__Problem details__. Every record below is to be retyped exactly.

__Stored data entries__.
=== Section Start ===

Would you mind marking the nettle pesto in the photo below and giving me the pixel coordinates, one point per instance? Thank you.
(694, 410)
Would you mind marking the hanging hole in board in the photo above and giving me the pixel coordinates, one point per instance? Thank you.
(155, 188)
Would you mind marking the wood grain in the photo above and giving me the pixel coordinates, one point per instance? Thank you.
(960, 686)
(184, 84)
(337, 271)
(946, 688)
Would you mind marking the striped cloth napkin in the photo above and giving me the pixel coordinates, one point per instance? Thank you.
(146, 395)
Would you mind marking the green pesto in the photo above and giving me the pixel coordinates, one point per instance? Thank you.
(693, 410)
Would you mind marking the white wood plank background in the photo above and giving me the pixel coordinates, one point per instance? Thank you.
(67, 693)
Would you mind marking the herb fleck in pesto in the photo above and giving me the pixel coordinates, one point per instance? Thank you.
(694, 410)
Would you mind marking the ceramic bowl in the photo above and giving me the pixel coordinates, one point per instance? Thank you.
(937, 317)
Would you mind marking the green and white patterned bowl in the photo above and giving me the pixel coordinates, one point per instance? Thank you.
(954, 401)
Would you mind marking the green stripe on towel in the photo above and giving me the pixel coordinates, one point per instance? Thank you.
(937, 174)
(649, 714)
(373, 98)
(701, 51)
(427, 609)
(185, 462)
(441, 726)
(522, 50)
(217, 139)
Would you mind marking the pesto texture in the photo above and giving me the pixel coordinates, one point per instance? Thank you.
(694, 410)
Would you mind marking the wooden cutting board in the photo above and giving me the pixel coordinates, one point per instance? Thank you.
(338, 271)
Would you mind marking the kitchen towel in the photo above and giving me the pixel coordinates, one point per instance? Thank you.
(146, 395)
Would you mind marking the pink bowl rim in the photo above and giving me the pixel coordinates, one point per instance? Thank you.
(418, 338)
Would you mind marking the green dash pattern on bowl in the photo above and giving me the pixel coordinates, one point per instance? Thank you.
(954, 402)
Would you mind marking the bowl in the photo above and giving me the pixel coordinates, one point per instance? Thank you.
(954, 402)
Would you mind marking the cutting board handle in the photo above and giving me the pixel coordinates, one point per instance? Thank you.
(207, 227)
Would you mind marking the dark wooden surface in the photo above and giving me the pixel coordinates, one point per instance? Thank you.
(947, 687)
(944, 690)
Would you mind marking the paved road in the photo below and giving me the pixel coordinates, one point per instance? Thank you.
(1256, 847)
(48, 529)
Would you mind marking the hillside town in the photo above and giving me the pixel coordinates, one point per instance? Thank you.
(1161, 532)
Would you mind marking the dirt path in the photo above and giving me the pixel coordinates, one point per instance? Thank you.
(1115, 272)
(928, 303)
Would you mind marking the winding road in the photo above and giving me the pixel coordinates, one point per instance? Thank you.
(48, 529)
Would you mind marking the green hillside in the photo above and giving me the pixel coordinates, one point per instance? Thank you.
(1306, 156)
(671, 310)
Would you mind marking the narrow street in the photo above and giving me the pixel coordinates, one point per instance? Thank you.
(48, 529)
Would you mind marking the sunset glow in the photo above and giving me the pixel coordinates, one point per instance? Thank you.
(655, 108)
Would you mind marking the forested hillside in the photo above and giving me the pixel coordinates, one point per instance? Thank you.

=== Section End ===

__Answer to the problem__.
Would you mind marking the nettle pesto in the photo below and giving me the pixel coordinates, one point per instance? Thank you.
(694, 410)
Would you mind marking the hanging hole in board in the photo above and giving me the pixel coordinates, one point per instance? Thank you.
(155, 188)
Would you mind marking the wood grain in the photo above and giving me the pixel coordinates, one point per instance? Thank you.
(960, 686)
(184, 84)
(337, 271)
(946, 688)
Would you mind marking the striped cloth napkin in the photo above and giving me the pixel coordinates, one point per instance? Thank you.
(146, 395)
Would you mind marking the green pesto in the photo above and giving me the pixel coordinates, one point per instance? Thank you.
(693, 410)
Would you mind marking the white wood plank background in the photo above and giving me the pixel coordinates, one point per instance? Thank you.
(67, 693)
Would you mind marking the herb fleck in pesto in the photo above and giving me the pixel coordinates, one point per instance? Thank you.
(694, 410)
Would you mind marking the ceramic bowl in the photo above and giving me the pixel coordinates, one point per instance? Thank you.
(937, 317)
Would you mind marking the green and white patterned bowl in the photo above and giving me the pixel coordinates, one point per instance? Thank you.
(954, 401)
Would you mind marking the green stripe on towel in the photo above and giving me the pixel coordinates, one point per instance? Thank you.
(937, 174)
(649, 714)
(373, 98)
(701, 51)
(427, 609)
(185, 462)
(441, 726)
(522, 50)
(217, 139)
Would you mind marking the pesto texture in the photo above and giving me the pixel coordinates, one point per instance? Thank you.
(694, 410)
Would you mind marking the wooden cutting board in the photo above and giving me the pixel coordinates, one point per instance? Thank you.
(338, 271)
Would you mind marking the kitchen towel in the photo above and giving me the pixel coordinates, one point per instance? Thank you.
(146, 395)
Would you mind marking the pink bowl rim in the photo above and giving me the pixel coordinates, one point per instance? Thank you.
(418, 338)
Would you mind marking the green dash pattern on bowl in the photo above and giving me the pixel coordinates, one point per instance? Thank you.
(954, 402)
Would you mind marking the bowl in the photo above and giving me the pixel coordinates, one point per instance? Thank you.
(954, 402)
Would you mind marking the cutting board handle in the photo above and giving me the pixel coordinates, one point per instance? Thank you.
(207, 227)
Would you mind marking the dark wooden surface in the photo above and giving me the pixel coordinates, one point per instance? Thank you.
(947, 687)
(944, 690)
Would you mind marking the paved road in the photo below and giving me the pixel coordinates, one point per instance? Thank you.
(1256, 847)
(48, 529)
Would you mind marking the hillside town in the photo above and giving me the pixel coordinates, one point per instance? Thank you.
(1161, 532)
Would you mind marking the dirt path in the photo above and giving me the pixel coordinates, one point per instance? Thank you.
(1115, 272)
(928, 303)
Would you mind marking the winding road in the photo above and giving me the pixel coordinates, one point per instance? Thank you.
(48, 529)
Would you mind marking the green hillside in the photo above and giving me the pixel coordinates, one point per instance? Thank you.
(1306, 156)
(671, 310)
Would you mind marking the narrow street in the photo above and giving me the pixel coordinates, one point per instance? Thank you.
(48, 529)
Would you mind marking the sunset glow in the photo above and giving me the pixel coordinates, one point per instance? Thank you.
(655, 108)
Would you mind marking the forested hillside in the photo above and giving me the pixel coordinates, one point per instance? Thank you.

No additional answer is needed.